* _EXERCISE TASK_:
Pull out each line below that contains the word "kindly". Case matters.

━━━━

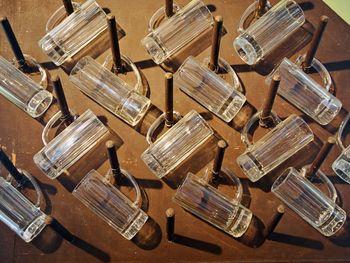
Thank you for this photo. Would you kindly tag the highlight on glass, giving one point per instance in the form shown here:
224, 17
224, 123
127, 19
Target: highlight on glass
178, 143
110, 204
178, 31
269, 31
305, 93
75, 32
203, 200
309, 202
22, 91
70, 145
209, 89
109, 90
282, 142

━━━━

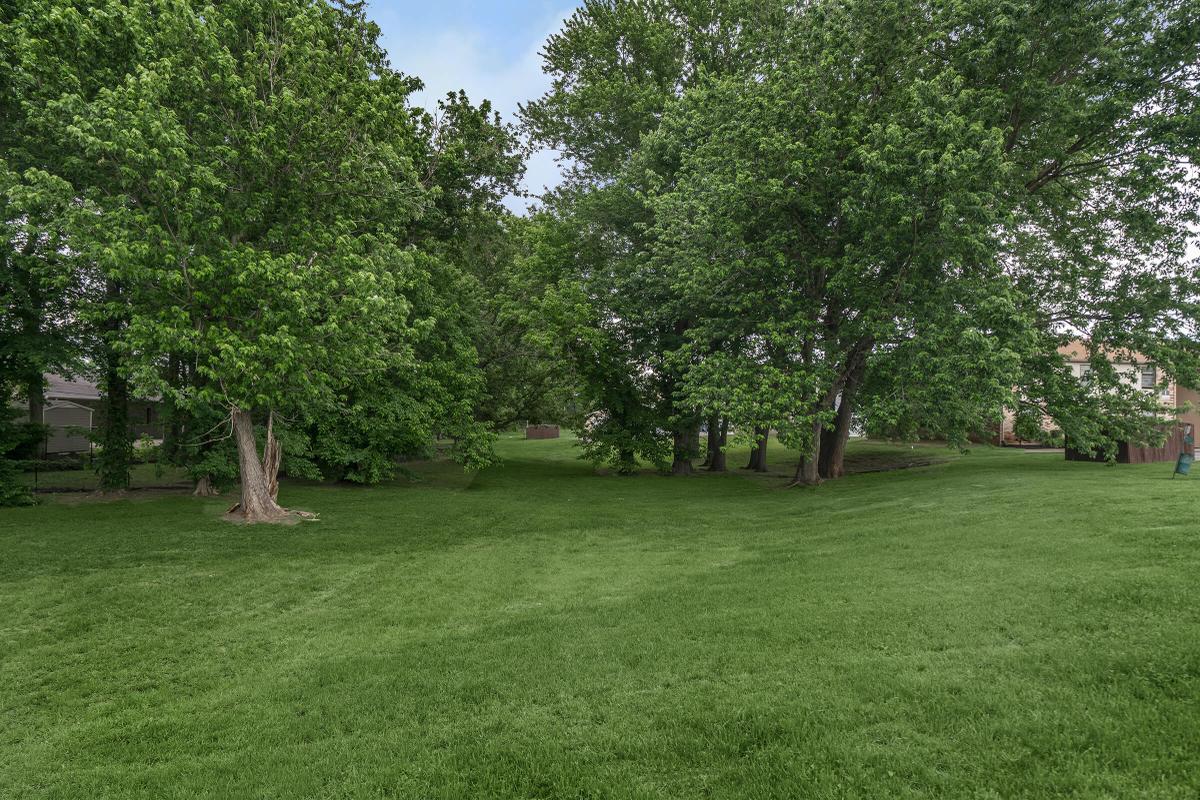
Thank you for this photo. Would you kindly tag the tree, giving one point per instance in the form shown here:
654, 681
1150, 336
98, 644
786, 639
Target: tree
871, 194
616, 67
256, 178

━━━━

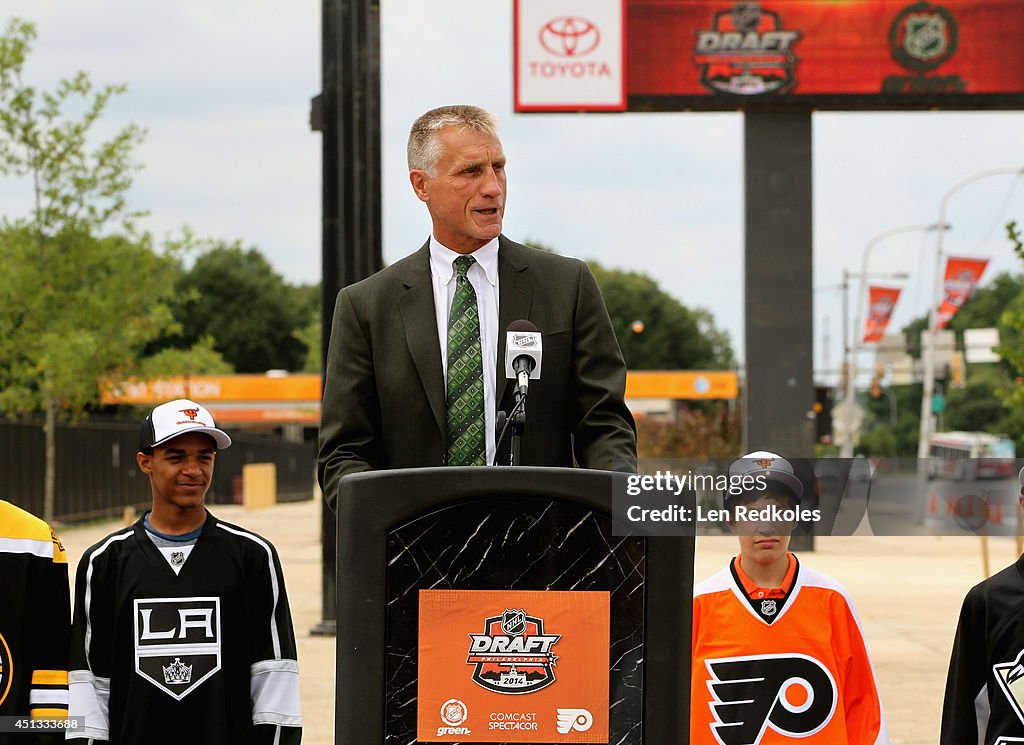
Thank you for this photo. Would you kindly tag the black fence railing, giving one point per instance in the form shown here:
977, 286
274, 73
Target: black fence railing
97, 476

━━━━

* _WRITTEN RESPONSE_:
Thank you for this photo. Would you kindly tag the highlight on glass, giving one point per instance in the form shown here:
Thank you for this photo. Would you kindly tag the tree, giving one point per instance in the form shown here:
Thank you for this photo. Would you kindly tag the black fence railing, giving one point per instance in the form shown here:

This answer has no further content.